Start of Excerpted passage

# 10x13 design suggestions please?



## BowtieMan (Jul 14, 2014)

Hello, I am migrating from N scale to HO. I have a room dedicated for trains as shown in the picture. THe green shaded areas are tables. I had them set up in this configuration for a possible planned N scale layout. The tables are 50" off the ground and I have full reach to all areas. The square box is a lift out that I will be able to use to access the corners of the layout. 

There is a duck under to get in the room on the left side. With the tables at this height I can easily get under them with little stooping. 










I will be running modern intermodal, auto racks, tankers and the usual suspects for freight. I will mainly be using 6 axle locomotives all diesel. 

My main concerns are, will the tables set as they are be conducive to an interesting layout? I plan on having an intermodal yard to include container traffic and auto racks. I want an auto unloading ramp scene in the intermodal area as well. There will be representation of a town/city near the yard/intermodal area. I see the intermodal yard being at the very top of the tables with a lead coming from the yard area. 

I would like to have a small yard for storage, probably located in the area you see the tracks on the left hand side. I have to option to punch through the wall into a small closet for 4 more feet of hidden staging. 

I envision more mountainous terrain in the lower right hand area. I want a scene with the tracks next to a sheer rock wall on one side and a creek/river on the other, at least for a short distance.

End of Excerpted passage

* [Requirement]: Echo the layout post word for word, everything from "My main concerns" down to "of hidden staging.". The lines that come next are separate material, apart from the layout post.

Start of Given information

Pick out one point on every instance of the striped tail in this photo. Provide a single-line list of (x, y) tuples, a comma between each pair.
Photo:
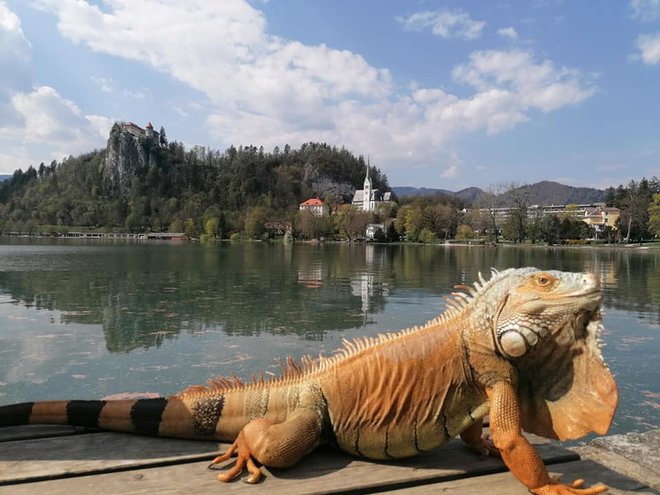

End of Given information

* [Complete response]:
My main concerns are, will the tables set as they are be conducive to an interesting layout? I plan on having an intermodal yard to include container traffic and auto racks. I want an auto unloading ramp scene in the intermodal area as well. There will be representation of a town/city near the yard/intermodal area. I see the intermodal yard being at the very top of the tables with a lead coming from the yard area. 

I would like to have a small yard for storage, probably located in the area you see the tracks on the left hand side. I have to option to punch through the wall into a small closet for 4 more feet of hidden staging.